## EXERCISE AIM
Recast every line of the records below as a numbered list, skipping any blank lines and leaving out the pictures.

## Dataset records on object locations

— BEGIN —

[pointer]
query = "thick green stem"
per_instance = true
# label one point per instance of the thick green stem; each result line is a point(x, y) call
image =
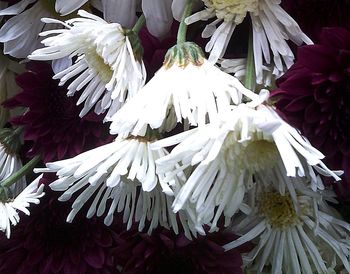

— END —

## TASK RESPONSE
1. [pointer]
2. query = "thick green stem"
3. per_instance = true
4. # label one point per instance of the thick green stem; each result line is a point(x, y) call
5. image =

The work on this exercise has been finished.